▶ Aim of the exercise:
Each entry below should be written out exactly as it is, with no pictures.
[Material provided Boundary: Start]
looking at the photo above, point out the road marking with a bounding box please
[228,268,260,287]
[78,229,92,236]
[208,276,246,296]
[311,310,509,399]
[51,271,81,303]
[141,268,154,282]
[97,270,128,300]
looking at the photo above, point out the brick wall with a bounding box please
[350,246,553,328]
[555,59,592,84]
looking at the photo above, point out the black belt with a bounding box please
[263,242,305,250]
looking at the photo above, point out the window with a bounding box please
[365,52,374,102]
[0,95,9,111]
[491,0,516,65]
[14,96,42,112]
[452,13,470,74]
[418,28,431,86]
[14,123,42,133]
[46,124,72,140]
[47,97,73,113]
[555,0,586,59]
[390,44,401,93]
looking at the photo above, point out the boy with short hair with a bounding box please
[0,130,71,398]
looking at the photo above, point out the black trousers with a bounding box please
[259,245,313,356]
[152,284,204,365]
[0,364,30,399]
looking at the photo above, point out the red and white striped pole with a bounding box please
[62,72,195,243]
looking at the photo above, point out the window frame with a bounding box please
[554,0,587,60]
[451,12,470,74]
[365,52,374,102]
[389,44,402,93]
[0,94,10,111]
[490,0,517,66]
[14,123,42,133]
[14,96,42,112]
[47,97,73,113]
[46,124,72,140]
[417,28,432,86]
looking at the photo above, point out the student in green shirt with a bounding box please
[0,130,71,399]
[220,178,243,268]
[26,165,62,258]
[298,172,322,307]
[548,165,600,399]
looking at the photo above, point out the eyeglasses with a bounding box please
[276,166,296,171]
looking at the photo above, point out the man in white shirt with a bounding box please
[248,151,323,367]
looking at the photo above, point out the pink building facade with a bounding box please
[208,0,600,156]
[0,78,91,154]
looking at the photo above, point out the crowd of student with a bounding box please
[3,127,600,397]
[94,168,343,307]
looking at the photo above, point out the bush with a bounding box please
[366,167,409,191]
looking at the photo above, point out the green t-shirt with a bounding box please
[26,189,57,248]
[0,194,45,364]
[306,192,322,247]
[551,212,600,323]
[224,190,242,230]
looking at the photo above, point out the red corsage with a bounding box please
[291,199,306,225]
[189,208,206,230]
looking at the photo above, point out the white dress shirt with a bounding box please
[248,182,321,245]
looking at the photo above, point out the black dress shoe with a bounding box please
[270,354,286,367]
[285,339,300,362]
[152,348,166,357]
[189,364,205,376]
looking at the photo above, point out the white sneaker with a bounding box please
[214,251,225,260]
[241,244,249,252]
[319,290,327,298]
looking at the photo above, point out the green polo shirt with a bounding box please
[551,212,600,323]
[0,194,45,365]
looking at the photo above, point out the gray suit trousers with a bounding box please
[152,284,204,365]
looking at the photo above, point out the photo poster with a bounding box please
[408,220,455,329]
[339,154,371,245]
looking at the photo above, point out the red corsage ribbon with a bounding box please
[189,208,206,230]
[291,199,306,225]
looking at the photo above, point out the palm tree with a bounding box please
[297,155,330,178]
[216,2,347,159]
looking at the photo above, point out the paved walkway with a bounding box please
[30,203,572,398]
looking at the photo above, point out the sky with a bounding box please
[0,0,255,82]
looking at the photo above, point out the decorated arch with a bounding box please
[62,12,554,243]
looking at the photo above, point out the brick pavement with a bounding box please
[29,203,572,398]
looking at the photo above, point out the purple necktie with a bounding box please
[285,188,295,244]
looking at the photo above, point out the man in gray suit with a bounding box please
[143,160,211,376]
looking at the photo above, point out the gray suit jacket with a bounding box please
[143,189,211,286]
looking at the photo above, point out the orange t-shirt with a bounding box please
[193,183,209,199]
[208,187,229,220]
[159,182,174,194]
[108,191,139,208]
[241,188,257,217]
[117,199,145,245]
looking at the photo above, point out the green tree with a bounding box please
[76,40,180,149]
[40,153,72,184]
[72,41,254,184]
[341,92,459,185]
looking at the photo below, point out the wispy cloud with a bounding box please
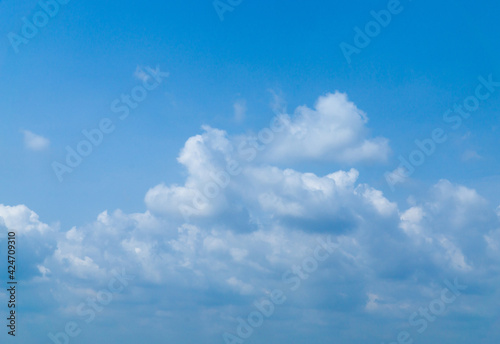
[Material provided Boundary: End]
▶ Response to this task:
looking at the photo above, point out the road marking with a bounding box please
[228,268,260,287]
[78,229,92,236]
[208,276,246,296]
[311,310,509,399]
[51,271,81,303]
[141,268,154,282]
[97,270,128,300]
looking at the photo above, point out the brick wall with a bounding box please
[350,246,553,328]
[555,59,592,84]
looking at the photo above, point out the black belt with a bounding box please
[263,242,305,250]
looking at the photo above, point out the window with a bounding box please
[365,52,374,102]
[0,95,9,111]
[491,0,516,65]
[14,96,42,112]
[452,13,470,74]
[418,28,431,86]
[14,123,42,133]
[46,124,72,140]
[47,97,73,113]
[555,0,586,59]
[390,44,401,93]
looking at the photo above, point out the boy with short hair with a bounding box please
[0,130,71,398]
looking at the photo above, point out the black trousers with a bounding box please
[259,245,313,356]
[152,284,204,365]
[0,364,30,399]
looking at the photo above, point out the red and white striped pole with a bounding box please
[62,72,195,243]
looking at the photo above, point out the window frame with a bounding box please
[554,0,587,60]
[451,12,470,74]
[365,52,374,102]
[389,44,402,93]
[0,94,10,111]
[490,0,517,66]
[14,123,42,133]
[14,96,42,112]
[47,97,73,113]
[46,124,72,140]
[417,28,432,86]
looking at the photo above, point out the student in green shirt with a bounding box please
[0,130,71,399]
[220,178,243,268]
[26,165,62,258]
[298,172,322,307]
[548,165,600,399]
looking at the photo above, point out the eyeglasses with a bounding box please
[276,166,296,171]
looking at the photo above, point out the man in white shirt with a bounding box please
[248,151,323,367]
looking at the photo above, point out the pink building facade with a bounding box please
[208,0,600,156]
[0,78,91,154]
looking at the photo above, point out the crowd of student with a bounding box please
[3,127,600,397]
[94,168,343,307]
looking at the photo above, point out the bush with a bounding box please
[366,167,409,191]
looking at the photo above, point out the green t-shirt with a bounding box please
[26,189,57,248]
[0,194,45,364]
[306,192,322,247]
[551,212,600,323]
[224,190,242,230]
looking at the photo above, point out the red corsage with a bounding box please
[291,199,306,225]
[189,208,206,230]
looking at the photo above, point out the white dress shirt with a bounding box please
[248,182,321,245]
looking at the photo above, point out the black dress shoe with a bounding box please
[270,354,286,367]
[285,339,300,362]
[152,348,166,357]
[189,364,205,376]
looking at the photo above, point out the white sneaker with a bounding box please
[214,251,225,260]
[241,244,249,252]
[319,290,327,298]
looking at the photo above, point out the green polo shirt with a bounding box please
[551,212,600,323]
[0,194,45,365]
looking at the photo above, point out the gray suit trousers with a bounding box please
[152,284,204,365]
looking at the photo above, point out the photo poster with a bounding box please
[408,220,455,329]
[339,154,371,245]
looking at the photo above, point out the red corsage ribbon with a bounding box please
[189,208,206,230]
[291,199,306,225]
looking at the photo above, point out the palm tree with a bounding box please
[297,155,330,178]
[216,2,347,159]
looking at the photo above, point out the paved walkway with a bounding box please
[30,203,572,398]
looking at the photo above, point out the sky with a bounding box please
[0,0,255,82]
looking at the photo above, point out the decorated arch with a bounding box please
[62,12,554,243]
looking at the photo above, point out the brick pavement with a bounding box please
[29,203,572,398]
looking at the photo above, point out the purple necktie with a bounding box please
[285,188,295,244]
looking at the photo above, point out the man in gray suit with a bounding box please
[143,160,211,376]
looking at the photo above, point out the gray suit jacket with a bounding box please
[143,189,211,286]
looking at the photo above, point out the orange t-shirt with a bounding box please
[193,183,209,199]
[208,187,229,220]
[159,182,174,194]
[108,191,139,208]
[241,188,257,217]
[117,199,145,245]
looking at the photo above, point out the green tree with a bounding box please
[76,40,180,149]
[40,153,72,184]
[72,41,254,184]
[341,92,459,185]
looking at the photo below, point out the wispy cloud with a bounding box please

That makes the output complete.